Set each entry down verbatim, omitting images.

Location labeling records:
_ _ _
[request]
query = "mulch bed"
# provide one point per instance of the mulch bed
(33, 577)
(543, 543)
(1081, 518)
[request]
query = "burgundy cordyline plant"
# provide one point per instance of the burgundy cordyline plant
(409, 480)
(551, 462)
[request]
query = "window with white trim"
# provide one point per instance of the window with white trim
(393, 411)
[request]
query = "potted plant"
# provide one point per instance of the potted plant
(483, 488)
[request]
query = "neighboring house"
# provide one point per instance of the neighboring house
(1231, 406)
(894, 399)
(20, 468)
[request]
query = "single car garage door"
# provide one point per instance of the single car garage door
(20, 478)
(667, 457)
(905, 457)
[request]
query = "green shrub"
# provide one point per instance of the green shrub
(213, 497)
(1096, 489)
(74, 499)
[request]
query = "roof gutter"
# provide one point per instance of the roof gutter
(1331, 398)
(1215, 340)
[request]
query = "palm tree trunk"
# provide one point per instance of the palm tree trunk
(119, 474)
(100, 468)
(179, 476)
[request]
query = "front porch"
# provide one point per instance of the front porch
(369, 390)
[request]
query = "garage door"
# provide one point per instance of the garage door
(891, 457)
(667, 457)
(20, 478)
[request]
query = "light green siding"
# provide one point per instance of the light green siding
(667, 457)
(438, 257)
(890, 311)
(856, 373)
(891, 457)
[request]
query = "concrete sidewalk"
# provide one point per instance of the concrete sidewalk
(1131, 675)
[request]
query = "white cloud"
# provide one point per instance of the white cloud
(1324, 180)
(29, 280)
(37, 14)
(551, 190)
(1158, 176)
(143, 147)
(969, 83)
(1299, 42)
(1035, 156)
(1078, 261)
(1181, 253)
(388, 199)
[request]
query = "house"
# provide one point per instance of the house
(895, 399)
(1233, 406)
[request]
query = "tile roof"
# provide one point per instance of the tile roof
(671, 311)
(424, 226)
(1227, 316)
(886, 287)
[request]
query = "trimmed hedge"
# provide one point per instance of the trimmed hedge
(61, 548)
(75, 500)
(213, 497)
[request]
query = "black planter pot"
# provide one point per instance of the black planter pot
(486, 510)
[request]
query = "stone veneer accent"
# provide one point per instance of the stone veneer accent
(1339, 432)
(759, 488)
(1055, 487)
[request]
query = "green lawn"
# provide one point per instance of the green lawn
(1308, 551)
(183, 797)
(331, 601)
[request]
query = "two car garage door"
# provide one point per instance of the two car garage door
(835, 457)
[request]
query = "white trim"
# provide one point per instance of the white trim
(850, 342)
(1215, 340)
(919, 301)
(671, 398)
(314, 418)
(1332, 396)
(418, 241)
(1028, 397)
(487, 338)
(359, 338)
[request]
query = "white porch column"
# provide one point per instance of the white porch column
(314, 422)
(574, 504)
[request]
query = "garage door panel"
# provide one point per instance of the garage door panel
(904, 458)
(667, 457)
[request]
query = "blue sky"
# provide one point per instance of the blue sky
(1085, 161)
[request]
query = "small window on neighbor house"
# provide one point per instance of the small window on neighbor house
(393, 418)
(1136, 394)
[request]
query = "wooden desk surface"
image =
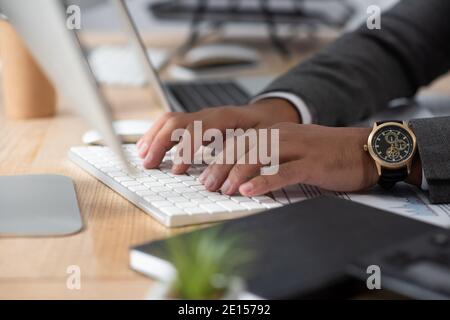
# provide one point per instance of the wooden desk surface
(35, 268)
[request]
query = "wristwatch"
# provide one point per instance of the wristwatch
(392, 146)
_ _ _
Output of the exercise:
[request]
query = "mulch bed"
# provide one point per instance of the mulch bed
(33, 577)
(543, 543)
(1081, 518)
[request]
query = "burgundy cordyline plant"
# provide one point per instance of the burgundy cordyline plant
(409, 480)
(551, 462)
[request]
query = "window with white trim"
# provide one point per instance of the window with white trim
(393, 411)
[request]
query = "potted plant"
# provide one point per instance of the potted plant
(483, 488)
[request]
query = "neighboring house"
# provide one point per instance of the neighboring house
(1231, 406)
(894, 399)
(20, 468)
[request]
query = "single car garage door"
# provide one point per instance of the single car garage door
(20, 478)
(667, 457)
(905, 457)
[request]
query = "green shrub"
# provide one point per instance of the green shrub
(213, 497)
(1096, 489)
(74, 499)
[request]
query = "roof gutter"
# provide one point per instance of the roof gutter
(1331, 398)
(1215, 340)
[request]
query = "palm tree trunk"
# provide one point per instance of the palm tree trunk
(119, 474)
(100, 468)
(179, 476)
[request]
query = "front porch"
# provide one point per instance of the front porch
(369, 390)
[request]
query = "garage door"
# provide one point per instance of the garage door
(891, 457)
(667, 457)
(20, 478)
[request]
query = "light green siding"
# provide one point per instance of the light green siding
(667, 457)
(438, 257)
(890, 311)
(856, 373)
(891, 457)
[request]
query = "concrete sidewalk"
# provide one point per instance of the concrete sidewalk
(1131, 675)
[request]
query = "white cloud"
# provide one point per instance of the white cloud
(1324, 180)
(29, 280)
(37, 14)
(551, 190)
(1158, 176)
(143, 147)
(969, 83)
(1299, 42)
(1035, 156)
(1078, 261)
(1181, 253)
(388, 199)
[request]
query = "house"
# provide one point per instance of the house
(895, 399)
(1233, 406)
[request]
query = "tile roof"
# provide one point per instance of the tile roof
(671, 311)
(424, 226)
(1227, 316)
(886, 287)
[request]
query = "trimmed hedge"
# provide one point per instance of the trimmed hedge
(61, 548)
(75, 500)
(213, 497)
[request]
query = "black planter pot"
# provide one point per instance of the black planter pot
(486, 510)
[request]
query = "stone veneer accent"
# provide one point per instance of the stone veneer accent
(1339, 432)
(759, 488)
(1055, 487)
[request]
query = "green lawn"
# provide one point per instance of the green lawn
(1308, 551)
(183, 797)
(331, 601)
[request]
query = "two car garage door"
# provide one point per instance of the two car garage door
(835, 457)
[request]
query = "white trim"
# provide one point per instance of the white trim
(850, 342)
(1215, 340)
(919, 301)
(671, 398)
(314, 418)
(1332, 396)
(418, 241)
(1028, 397)
(487, 338)
(359, 338)
[request]
query = "white porch column"
# provide one point per instance of the white porch column
(314, 422)
(574, 504)
[request]
query = "garage door panel"
# provide one point per instance of the garage door panel
(904, 458)
(667, 457)
[request]
query = "blue sky"
# provide one point per instance of the blue sky
(1085, 161)
[request]
query = "small window on neighbor house"
# provide one point per instance of the small window on neighbor house
(393, 418)
(1136, 394)
[request]
query = "wooden desk surface"
image =
# provide one point per instance of the wooden desk surface
(35, 268)
[request]
query = "wristwatch"
# provide one point per instance of the wristwatch
(392, 146)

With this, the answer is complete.